Text segment:
|---|

From these data the referee has made up the account of said administration.
Plaintiff contends that from this account there is evidence that the said administrator did use the money which came into his hands as administrator ; that by June, 1862, he had received $5,219.21, and up to-January, 1863, he had paid out only $2,271.24; and, further, that it appears by said account that he paid a part ($407) of one of the bonds which he ought to have paid in full before paying any simple contract debt. As to the contention that this account furnishes in itself some evidence that the administrator used the funds of his intestate for his own benefit, we think that it requires more than an admission that the administrator had the money in his possession to prove that he appropriated it to his own use. It was not always easy to pay the debts of an estate considered fully solvent in Confederate money, and this a matter of general information.

|---|

Extracted records:

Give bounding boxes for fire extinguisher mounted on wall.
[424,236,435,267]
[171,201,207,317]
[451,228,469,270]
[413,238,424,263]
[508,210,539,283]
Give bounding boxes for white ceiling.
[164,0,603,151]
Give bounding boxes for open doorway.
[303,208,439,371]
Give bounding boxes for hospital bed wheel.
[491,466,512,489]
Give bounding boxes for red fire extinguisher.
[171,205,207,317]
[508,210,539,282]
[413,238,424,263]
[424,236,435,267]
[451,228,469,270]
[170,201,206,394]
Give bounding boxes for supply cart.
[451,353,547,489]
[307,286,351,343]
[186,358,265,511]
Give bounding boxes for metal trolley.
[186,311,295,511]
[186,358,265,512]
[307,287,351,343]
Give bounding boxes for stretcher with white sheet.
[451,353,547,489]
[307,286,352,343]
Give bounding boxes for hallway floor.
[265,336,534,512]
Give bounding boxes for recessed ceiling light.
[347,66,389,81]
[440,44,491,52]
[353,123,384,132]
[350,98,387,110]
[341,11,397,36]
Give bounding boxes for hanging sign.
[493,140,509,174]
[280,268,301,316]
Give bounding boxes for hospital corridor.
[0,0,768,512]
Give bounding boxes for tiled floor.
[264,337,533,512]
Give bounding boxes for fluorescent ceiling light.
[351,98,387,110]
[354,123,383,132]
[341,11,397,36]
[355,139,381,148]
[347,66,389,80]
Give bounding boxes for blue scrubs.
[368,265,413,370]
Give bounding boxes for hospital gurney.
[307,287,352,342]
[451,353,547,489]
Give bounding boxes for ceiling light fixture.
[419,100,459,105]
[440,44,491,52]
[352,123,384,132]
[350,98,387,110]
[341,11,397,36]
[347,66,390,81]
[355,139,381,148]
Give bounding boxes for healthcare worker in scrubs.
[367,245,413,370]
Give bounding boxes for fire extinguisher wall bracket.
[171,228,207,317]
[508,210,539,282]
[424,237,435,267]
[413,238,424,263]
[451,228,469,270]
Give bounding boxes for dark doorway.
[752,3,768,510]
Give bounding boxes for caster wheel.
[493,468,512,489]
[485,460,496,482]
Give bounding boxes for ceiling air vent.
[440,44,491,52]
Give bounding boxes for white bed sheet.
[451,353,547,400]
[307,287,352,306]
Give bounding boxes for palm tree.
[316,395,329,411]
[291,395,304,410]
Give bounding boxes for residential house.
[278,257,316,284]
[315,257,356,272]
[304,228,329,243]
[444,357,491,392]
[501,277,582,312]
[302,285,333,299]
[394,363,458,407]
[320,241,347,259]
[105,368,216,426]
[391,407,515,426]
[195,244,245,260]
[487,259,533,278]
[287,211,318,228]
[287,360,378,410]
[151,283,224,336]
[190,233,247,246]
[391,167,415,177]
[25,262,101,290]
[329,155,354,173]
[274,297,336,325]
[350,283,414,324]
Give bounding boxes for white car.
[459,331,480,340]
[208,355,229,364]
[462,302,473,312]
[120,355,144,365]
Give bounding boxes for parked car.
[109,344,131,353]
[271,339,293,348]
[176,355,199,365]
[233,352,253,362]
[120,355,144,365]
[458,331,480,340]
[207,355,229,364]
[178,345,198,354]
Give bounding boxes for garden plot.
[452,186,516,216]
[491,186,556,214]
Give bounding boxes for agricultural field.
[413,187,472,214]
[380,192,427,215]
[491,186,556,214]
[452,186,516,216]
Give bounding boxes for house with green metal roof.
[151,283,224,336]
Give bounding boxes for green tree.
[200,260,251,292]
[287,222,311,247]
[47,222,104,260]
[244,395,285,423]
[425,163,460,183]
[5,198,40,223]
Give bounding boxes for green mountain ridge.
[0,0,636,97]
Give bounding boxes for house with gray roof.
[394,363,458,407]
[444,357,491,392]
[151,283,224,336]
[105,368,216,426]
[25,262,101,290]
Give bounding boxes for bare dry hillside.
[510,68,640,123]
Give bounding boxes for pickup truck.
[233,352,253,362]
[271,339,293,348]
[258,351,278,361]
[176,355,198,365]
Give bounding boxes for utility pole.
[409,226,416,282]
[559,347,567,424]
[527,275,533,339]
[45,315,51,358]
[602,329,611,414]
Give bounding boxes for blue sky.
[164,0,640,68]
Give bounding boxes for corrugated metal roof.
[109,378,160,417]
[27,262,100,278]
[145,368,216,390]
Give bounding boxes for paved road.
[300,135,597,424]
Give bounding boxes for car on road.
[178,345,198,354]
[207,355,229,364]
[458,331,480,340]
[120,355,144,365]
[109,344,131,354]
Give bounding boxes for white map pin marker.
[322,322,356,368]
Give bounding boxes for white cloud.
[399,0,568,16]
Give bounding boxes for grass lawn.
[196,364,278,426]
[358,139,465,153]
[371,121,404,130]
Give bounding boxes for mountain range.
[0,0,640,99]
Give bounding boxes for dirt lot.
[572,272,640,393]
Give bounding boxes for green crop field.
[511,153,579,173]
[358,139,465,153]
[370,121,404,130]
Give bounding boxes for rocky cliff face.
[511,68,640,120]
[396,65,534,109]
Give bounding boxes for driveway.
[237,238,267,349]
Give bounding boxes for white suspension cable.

|---|

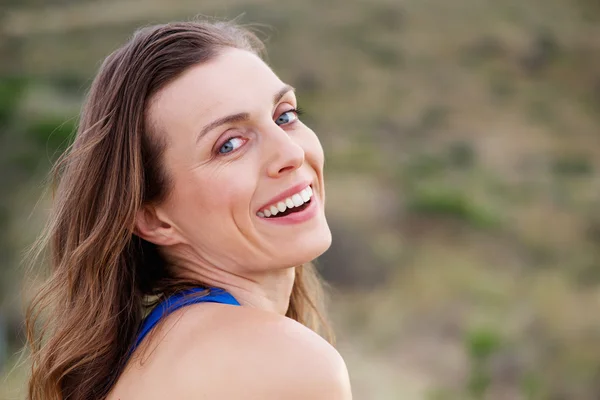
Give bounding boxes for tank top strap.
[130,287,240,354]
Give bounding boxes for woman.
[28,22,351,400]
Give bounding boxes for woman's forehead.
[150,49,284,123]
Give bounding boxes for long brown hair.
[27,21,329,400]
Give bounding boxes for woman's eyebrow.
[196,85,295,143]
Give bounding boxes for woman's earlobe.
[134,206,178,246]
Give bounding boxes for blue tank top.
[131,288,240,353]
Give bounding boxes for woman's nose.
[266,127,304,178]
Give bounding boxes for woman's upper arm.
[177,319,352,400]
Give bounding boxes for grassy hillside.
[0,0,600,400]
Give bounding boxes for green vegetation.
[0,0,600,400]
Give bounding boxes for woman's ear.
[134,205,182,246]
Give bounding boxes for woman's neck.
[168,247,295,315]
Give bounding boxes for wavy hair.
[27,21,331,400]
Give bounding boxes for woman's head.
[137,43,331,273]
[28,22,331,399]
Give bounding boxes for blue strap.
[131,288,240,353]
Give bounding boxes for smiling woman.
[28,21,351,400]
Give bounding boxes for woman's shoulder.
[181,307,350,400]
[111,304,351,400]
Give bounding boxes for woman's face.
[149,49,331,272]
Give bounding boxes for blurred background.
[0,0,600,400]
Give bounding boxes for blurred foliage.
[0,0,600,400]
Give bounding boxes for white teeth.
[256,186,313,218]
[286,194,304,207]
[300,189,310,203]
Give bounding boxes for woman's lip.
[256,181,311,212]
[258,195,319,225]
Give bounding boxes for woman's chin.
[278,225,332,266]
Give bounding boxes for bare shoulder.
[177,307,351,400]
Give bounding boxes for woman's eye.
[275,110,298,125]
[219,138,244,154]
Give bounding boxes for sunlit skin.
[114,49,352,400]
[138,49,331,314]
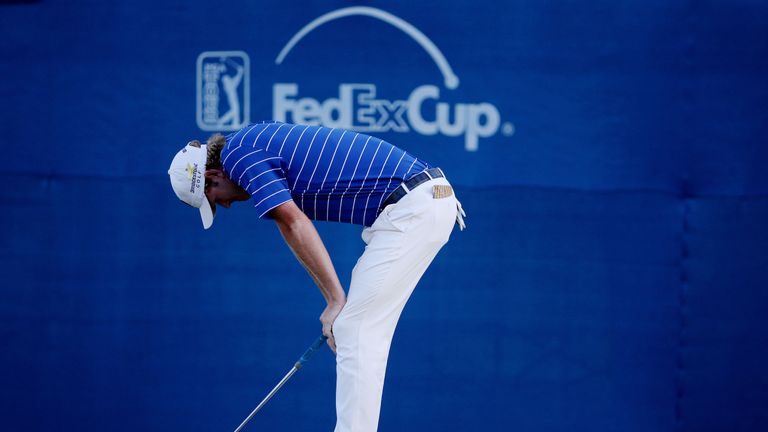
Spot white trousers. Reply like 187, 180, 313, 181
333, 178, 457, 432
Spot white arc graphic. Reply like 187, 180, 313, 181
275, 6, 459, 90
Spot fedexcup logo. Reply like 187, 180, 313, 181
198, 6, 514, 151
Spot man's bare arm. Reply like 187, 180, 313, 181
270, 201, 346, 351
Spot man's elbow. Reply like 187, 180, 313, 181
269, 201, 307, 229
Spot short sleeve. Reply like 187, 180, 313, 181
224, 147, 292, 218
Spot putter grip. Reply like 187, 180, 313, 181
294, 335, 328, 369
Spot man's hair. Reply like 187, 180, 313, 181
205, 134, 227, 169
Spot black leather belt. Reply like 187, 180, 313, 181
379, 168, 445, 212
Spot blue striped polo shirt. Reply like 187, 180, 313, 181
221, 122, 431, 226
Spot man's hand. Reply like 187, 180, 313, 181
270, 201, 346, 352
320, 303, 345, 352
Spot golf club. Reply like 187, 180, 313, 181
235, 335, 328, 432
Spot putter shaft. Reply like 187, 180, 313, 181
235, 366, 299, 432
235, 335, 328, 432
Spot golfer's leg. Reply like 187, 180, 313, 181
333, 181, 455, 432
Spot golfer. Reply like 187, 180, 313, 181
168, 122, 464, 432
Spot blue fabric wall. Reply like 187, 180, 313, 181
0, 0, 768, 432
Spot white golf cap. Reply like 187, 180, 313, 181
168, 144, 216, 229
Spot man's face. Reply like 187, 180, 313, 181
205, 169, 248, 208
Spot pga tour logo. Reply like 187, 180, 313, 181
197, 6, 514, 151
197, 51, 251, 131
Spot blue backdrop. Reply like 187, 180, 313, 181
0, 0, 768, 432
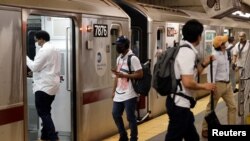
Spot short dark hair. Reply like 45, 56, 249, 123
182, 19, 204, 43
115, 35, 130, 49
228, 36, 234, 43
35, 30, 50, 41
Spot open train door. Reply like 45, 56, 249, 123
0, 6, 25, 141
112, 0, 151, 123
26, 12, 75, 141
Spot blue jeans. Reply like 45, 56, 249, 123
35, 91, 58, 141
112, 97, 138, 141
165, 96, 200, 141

|---|

Written problem: Please copy the court passage on the administrator's account word for word, in full.

Finished exercise:
From these data the referee has made up the account of said administration.
Plaintiff contends that from this account there is evidence that the said administrator did use the money which came into his hands as administrator ; that by June, 1862, he had received $5,219.21, and up to-January, 1863, he had paid out only $2,271.24; and, further, that it appears by said account that he paid a part ($407) of one of the bonds which he ought to have paid in full before paying any simple contract debt. As to the contention that this account furnishes in itself some evidence that the administrator used the funds of his intestate for his own benefit, we think that it requires more than an admission that the administrator had the money in his possession to prove that he appropriated it to his own use. It was not always easy to pay the debts of an estate considered fully solvent in Confederate money, and this a matter of general information.